# [What to work on]
**a)** Please answer these questions from the essay on low-wage work below, one line each:
(i) Where did the woman making the sub move from, and where did she move to?
(ii) What route does the text say many politicians took to their jobs?
(iii) At what ages did the writer picture still doing hard jobs?
**b)** Extend the essay on low-wage work below, picking up right after its last sentence.

# [Text extract]
- - - -

As I write this I'm eating a sub I bought from across the street. While it was being prepared I chatted with the young woman making it, and she told me about moving from the Canadian Maritimes to Toronto, to, in essence, get a job that pays a little more than minimum wage. Because out in the Maritimes she had trouble getting even that.
I thought to myself that her experience is one that politicians need to have. Many politicians, of course, have never ever had a bad job. They went straight to a good university and from there to a good job or internship. They probably worked hard for it, and think they deserve what they have, never really seeing all the people whose feet were never on that road, who never had the same shot they did.
Then there are a fair number of pols, though less and less every year, who will tell you about the lousy jobs they had as teenagers, or maybe in their early twenties. But in most cases something is different between them and many working class and even middle class folks.
They knew they weren't staying there.
When I was poor and working in lousy jobs I used to look in the mirror and see myself at 50, or 60. I expected to still be working at grindingly hard jobs, being treated badly by bosses (because there is no rule more iron than that the worse you are paid the worse your employer will treat you), and still being paid little more than minimum wage. That was the future I saw for myself.

- - - -

# [Data block]
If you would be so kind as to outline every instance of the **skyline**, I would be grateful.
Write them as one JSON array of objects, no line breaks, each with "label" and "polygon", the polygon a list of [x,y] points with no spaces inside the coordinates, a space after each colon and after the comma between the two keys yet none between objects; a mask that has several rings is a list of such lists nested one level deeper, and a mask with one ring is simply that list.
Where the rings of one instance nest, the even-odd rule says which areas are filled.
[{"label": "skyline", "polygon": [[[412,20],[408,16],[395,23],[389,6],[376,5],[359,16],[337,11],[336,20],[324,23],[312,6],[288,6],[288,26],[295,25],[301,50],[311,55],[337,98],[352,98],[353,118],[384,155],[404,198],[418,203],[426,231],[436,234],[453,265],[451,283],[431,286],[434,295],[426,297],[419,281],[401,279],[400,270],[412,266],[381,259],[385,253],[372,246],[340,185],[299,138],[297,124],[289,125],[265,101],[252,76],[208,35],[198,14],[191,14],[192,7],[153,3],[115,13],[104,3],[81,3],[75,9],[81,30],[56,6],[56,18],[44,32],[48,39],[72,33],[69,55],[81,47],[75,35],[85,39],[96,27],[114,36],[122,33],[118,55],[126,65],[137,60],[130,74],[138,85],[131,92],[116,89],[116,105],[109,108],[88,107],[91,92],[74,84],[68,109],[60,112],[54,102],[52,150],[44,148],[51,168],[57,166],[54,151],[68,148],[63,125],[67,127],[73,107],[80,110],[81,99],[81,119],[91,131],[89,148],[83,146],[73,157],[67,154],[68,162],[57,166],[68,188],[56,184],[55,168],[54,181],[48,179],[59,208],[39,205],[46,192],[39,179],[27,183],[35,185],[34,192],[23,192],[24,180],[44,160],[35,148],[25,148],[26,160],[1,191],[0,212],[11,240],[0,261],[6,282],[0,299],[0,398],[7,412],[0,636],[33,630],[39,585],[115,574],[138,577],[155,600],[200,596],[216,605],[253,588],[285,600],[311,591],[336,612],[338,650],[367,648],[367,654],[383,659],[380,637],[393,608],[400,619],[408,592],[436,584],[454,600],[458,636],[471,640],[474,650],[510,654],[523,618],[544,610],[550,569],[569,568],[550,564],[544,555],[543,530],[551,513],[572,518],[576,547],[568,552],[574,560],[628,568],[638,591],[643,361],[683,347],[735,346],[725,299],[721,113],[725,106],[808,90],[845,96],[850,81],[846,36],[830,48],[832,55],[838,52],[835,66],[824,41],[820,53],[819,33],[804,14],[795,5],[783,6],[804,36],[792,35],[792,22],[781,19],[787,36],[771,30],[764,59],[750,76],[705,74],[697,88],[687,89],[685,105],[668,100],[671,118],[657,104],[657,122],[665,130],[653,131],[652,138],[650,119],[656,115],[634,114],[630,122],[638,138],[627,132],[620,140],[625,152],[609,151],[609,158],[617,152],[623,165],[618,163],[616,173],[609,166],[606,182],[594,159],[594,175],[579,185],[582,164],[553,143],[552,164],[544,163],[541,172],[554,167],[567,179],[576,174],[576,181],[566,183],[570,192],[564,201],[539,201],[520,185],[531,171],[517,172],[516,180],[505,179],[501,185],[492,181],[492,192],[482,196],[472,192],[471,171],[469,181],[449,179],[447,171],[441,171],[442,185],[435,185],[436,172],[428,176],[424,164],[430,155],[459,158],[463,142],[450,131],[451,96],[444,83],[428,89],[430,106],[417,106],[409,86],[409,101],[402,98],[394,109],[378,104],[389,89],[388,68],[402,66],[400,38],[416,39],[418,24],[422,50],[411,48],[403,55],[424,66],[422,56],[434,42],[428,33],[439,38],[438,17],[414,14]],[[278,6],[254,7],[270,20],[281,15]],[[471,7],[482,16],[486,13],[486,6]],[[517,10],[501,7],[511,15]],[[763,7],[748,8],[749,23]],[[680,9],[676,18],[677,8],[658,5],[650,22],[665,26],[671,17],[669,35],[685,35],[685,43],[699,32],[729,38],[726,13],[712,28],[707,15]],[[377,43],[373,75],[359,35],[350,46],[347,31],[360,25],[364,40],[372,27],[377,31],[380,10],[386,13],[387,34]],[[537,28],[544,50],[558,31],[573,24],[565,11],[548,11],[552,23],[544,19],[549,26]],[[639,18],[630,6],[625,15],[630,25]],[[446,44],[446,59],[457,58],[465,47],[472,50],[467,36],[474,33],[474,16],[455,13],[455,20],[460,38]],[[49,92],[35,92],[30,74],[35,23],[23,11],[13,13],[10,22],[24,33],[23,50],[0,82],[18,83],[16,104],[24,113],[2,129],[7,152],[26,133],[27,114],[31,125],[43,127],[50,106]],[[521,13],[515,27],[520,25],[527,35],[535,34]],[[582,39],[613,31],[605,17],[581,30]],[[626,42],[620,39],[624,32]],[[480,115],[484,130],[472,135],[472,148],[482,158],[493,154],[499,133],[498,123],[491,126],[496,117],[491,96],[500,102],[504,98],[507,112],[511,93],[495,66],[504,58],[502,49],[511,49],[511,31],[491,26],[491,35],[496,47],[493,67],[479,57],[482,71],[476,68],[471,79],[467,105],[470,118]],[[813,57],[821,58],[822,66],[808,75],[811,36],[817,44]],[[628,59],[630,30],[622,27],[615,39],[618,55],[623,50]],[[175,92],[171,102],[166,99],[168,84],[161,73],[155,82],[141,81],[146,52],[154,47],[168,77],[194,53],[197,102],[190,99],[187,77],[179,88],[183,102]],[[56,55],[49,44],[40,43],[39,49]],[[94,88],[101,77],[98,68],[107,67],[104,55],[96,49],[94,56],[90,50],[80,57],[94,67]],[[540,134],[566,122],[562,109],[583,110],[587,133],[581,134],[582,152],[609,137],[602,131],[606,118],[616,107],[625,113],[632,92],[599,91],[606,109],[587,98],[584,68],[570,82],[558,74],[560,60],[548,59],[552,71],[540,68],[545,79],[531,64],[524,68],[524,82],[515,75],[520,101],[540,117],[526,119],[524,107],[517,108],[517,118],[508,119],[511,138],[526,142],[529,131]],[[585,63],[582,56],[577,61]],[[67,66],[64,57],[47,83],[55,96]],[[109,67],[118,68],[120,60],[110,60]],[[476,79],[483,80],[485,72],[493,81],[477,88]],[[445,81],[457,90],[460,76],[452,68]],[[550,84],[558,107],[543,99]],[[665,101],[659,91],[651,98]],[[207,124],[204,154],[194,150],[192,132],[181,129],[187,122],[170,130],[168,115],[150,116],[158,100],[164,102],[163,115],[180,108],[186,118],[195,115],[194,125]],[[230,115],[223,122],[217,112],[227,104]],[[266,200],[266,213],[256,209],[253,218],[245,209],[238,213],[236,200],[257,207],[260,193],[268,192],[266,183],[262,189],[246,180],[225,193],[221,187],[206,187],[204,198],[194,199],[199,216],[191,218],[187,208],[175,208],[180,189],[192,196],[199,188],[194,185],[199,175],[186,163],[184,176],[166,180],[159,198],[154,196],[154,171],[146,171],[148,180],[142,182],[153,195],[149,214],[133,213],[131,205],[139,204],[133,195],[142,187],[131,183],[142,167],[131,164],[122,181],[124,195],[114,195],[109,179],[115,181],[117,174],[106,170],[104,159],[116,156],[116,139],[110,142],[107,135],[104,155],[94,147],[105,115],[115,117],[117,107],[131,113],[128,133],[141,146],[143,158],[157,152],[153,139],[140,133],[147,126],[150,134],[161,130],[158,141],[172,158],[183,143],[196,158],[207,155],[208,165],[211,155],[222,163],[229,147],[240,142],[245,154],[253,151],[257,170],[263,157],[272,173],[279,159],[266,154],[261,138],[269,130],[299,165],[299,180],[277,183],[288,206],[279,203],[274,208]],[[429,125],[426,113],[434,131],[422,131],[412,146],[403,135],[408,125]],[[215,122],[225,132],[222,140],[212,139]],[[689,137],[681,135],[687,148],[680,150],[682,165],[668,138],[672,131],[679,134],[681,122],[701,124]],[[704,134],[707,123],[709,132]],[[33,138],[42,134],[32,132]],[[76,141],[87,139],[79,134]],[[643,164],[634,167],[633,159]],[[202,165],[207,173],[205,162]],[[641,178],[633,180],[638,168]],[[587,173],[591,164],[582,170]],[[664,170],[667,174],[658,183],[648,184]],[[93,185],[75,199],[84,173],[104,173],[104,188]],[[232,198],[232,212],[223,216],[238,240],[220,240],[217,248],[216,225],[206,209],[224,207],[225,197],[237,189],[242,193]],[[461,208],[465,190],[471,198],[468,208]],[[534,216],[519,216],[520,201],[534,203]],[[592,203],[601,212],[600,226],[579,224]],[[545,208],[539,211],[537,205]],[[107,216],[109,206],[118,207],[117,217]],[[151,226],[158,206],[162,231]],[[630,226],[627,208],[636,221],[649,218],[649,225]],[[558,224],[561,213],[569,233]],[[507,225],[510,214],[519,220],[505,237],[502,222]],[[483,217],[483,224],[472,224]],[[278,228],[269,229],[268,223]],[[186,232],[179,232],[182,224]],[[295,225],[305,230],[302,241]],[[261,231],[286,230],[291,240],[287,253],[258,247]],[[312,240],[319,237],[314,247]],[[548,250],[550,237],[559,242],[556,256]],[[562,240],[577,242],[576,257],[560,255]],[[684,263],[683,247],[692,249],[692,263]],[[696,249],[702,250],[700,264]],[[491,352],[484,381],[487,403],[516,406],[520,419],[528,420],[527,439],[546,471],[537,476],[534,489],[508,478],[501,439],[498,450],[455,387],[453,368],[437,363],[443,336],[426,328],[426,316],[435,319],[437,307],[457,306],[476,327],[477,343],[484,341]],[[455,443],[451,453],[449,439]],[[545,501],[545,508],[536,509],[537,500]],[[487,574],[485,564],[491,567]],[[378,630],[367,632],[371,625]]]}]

- - - -

# [Set of answers]
**a)**
(i) She moved from the Canadian Maritimes to Toronto.
(ii) They went straight to a good university and from there to a good job or internship.
(iii) At 50 or 60.

**b)**
And when I was on welfare, after having failed to find a job for 6 months, and even being turned down by McDonalds (in the middle of the early nineties recession) I wondered if I'd even ever have a shitty job again. I ate cheap starchy food, turned pasty and put on weight. My clothes ran down. When my glasses broke beyond the point where tape would keep them together I literally had to beg the optometrist to make me his cheapest pair and I'd pay him later. (I eventually did.) My life was a daily grind of humiliation.
And that's what I expected my life to be.
When politicians participate in one of those "live on Welfare for a week/month" programs I'm happy, but I'm also dubious. The difference is that they know they're getting out in a week or a month. They know it's going to end. Much as I applaud someone like Barbara Ehrenreich, who lived for months working at lousy jobs, again, she knew it was going to end. She knew that, if push come to shove and she became seriously sick, she could opt out. She knew that if she really couldn't eat for days, that was her choice.
Living without that safety net, knowing that if something goes wrong, that's just too bad, changes you. Living without any real hope of the future, knowing that the shitty job you've got now is probably about as good a job you're ever going to have, changes you.
And it changes your sense of what hard work is, of what it means to be deserving. I remember working on a downtown construction site as temp labor, and I'd watch all the soft office workers with their uncalloused hands come out for lunch, and I'd wonder why they got paid two or three times what I did for work that was so much easier (and which, of course, I could do, even if I didn't have a BA.) At the end of the day they might be stressed, but I'd go home physically exhausted from hard labor and so would my co-workers.
Of course, I got out of that. I'd say "I went back to university", but even though that's true, it's not what got me out, since I never finished my BA. Instead what got me out is that I finally got a couple chances to prove what I could do--I got a temp job in an office, and was one of their most productive workers (they measured it.) Later I got invited to blog, and hey, I can write, even if I don't have a BA. I got lucky. Like most people who get lucky in work, that luck involved a lot of hard work, but it also involved luck.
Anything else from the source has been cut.